[Excerpt to read]
• • •

3.2. Power System Reliability Evaluation Methods

3.2.1. Analytical Method

Desieno and Stine extended the mathematical model of Markov process to power system reliability assessment in 1964 [42], where an analytical method was established. The analytical method focuses on considering the logical relationship between the components and the network topology in the system. Based on the random parameters of each element in the system, the reliability model of the system is established by the analytical method. Then, one must enumerate all possible fault conditions, analyze the components under each fault condition, and calculate each reliability index. The analytical method is mainly used for systems where the topology is relatively simple and small-scale [43]. However, when analyzing large-scale systems, the computational complexity of this method increases exponentially with the number of system components. A brief flow chart of the method is presented in Figure 3.

(1)

Network Equivalence Method

Based on the principle of network equivalence simplification, the network equivalence method simplifies the complex network topology with branch structure equivalent to the relatively simple radial network topology. Next, the reliability index of the whole system is calculated according to the equivalent conversion formulation of the reliability index. In the process of equivalence, the component is used to replace part of the network, so the complex relationship between the component and the system is avoided. The method is easy to understand, and the calculation is simple. However, it may also pay excessive attention to some components which have little effect on the reliability, and increase the amount of computation to some extent. Delta-Star and Star-Delta conversion of reliability networks are introduced in [44]. The network equivalence method is also introduced in references [45,46,47,48,49,50].

• • •

[Task requirements]
Answer these questions using the excerpt on power system reliability methods:
(a) In what year did Desieno and Stine extend the Markov process model to power system reliability assessment?
(b) What kind of system is the analytical method mainly used for?
(c) Which conversions of reliability networks does the text say are introduced in [44]?
The records come from a different source than the text.

• • •

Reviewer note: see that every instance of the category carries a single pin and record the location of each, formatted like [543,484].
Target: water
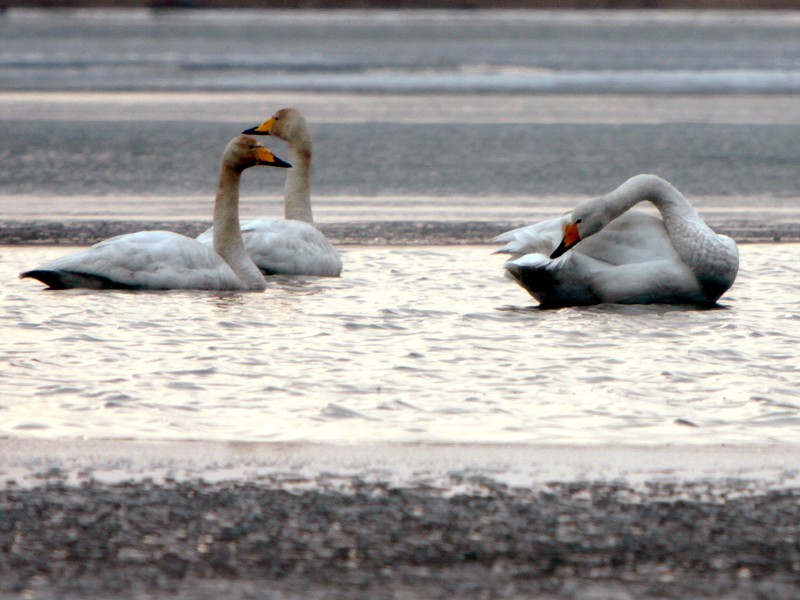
[411,344]
[477,116]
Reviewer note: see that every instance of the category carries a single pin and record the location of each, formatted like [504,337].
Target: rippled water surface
[426,344]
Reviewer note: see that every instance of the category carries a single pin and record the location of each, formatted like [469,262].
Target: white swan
[292,246]
[159,260]
[604,252]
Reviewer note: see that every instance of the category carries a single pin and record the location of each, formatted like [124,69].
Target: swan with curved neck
[161,260]
[602,251]
[292,246]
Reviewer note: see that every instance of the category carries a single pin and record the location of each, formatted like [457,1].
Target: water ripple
[404,347]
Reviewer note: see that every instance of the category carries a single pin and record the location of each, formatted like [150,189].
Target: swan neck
[228,242]
[713,259]
[297,197]
[664,196]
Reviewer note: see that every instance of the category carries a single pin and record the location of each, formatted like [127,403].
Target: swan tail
[64,280]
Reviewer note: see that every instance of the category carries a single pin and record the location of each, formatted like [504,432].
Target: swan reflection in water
[602,251]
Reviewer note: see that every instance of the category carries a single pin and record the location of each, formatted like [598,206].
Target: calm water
[410,344]
[450,116]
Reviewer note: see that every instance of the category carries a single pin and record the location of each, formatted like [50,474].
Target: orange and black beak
[265,157]
[571,237]
[264,129]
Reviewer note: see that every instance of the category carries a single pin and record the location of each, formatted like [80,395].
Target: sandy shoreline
[120,519]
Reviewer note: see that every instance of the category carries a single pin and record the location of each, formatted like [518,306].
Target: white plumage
[604,252]
[292,246]
[161,260]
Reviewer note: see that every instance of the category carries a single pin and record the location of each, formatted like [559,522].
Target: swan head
[287,124]
[244,152]
[585,220]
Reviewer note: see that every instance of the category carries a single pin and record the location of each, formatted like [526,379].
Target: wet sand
[138,520]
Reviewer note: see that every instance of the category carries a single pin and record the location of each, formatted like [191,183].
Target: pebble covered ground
[256,539]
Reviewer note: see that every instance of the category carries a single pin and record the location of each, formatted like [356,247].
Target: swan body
[602,251]
[292,246]
[161,260]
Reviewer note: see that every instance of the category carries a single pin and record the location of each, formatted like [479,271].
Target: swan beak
[571,237]
[265,157]
[264,129]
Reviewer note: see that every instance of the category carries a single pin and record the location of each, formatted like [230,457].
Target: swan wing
[154,260]
[287,247]
[540,238]
[633,237]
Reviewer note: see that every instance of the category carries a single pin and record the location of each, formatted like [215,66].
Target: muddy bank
[122,519]
[86,232]
[240,539]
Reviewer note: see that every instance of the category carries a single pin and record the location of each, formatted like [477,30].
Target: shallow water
[425,344]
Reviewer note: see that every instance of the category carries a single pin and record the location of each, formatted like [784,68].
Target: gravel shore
[240,539]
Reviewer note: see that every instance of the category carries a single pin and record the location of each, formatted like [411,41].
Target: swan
[160,260]
[292,246]
[603,251]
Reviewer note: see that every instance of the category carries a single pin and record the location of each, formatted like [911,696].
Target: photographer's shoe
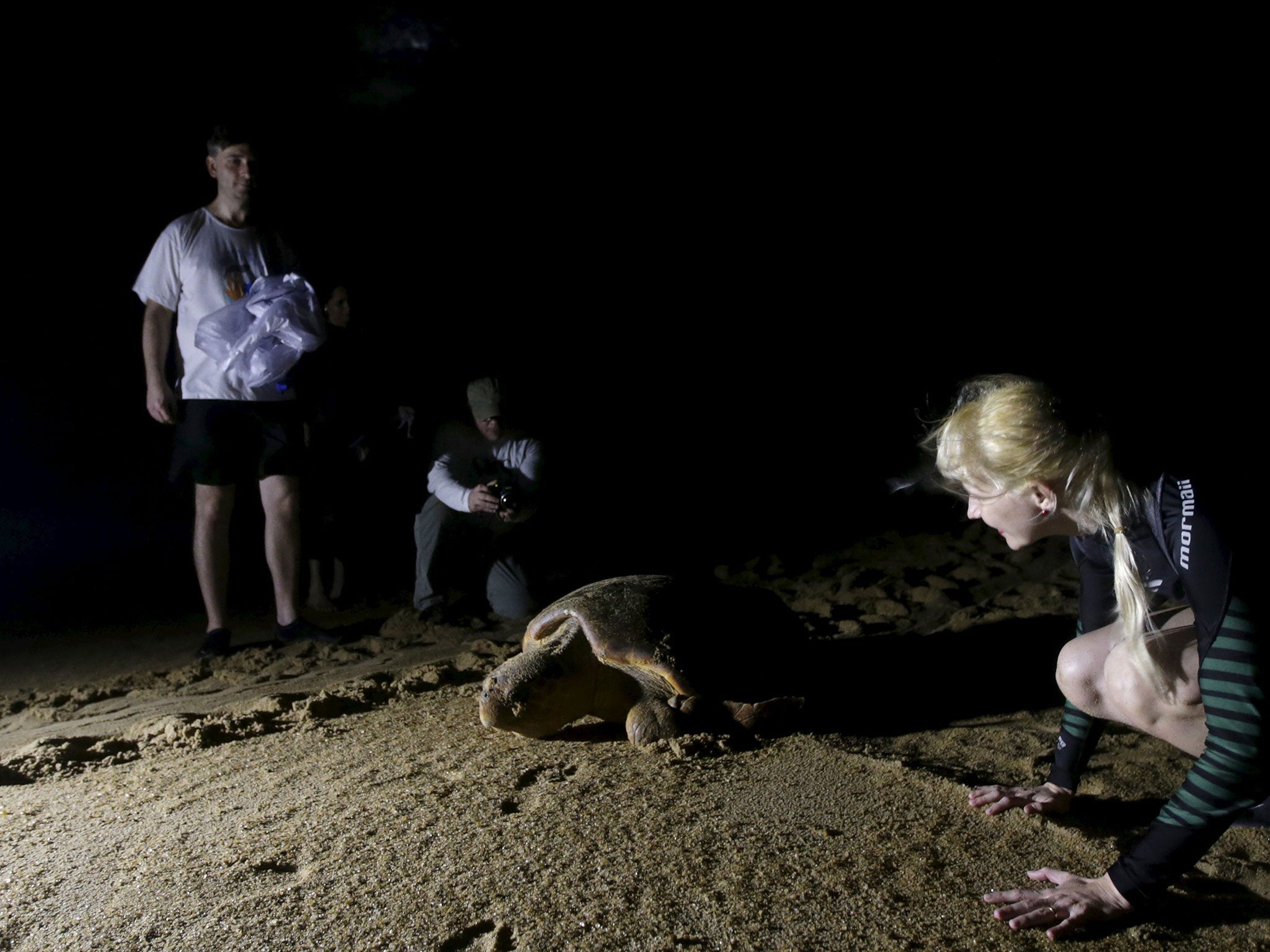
[1256,818]
[300,630]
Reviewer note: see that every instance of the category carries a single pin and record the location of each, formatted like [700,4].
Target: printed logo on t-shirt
[238,282]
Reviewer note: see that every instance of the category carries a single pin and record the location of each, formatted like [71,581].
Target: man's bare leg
[213,509]
[280,495]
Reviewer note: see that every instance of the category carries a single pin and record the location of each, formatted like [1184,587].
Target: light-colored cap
[483,398]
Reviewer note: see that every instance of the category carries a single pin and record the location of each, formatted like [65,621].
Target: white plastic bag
[260,337]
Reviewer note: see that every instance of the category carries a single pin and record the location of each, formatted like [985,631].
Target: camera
[510,495]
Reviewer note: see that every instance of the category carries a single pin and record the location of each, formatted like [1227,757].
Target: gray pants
[469,542]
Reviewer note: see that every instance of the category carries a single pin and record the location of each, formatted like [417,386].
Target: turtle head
[550,684]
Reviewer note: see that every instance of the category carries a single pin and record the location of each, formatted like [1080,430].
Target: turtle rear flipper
[774,714]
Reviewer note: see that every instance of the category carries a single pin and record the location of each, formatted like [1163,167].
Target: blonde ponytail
[1008,432]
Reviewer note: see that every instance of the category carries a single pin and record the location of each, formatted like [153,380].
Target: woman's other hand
[1047,799]
[1076,902]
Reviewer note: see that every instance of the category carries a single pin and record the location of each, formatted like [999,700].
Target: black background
[726,266]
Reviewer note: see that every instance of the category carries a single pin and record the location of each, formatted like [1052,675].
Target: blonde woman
[1194,676]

• • •

[Output]
(a) 1964.
(b) Systems whose topology is relatively simple and small-scale.
(c) Delta-Star and Star-Delta conversion.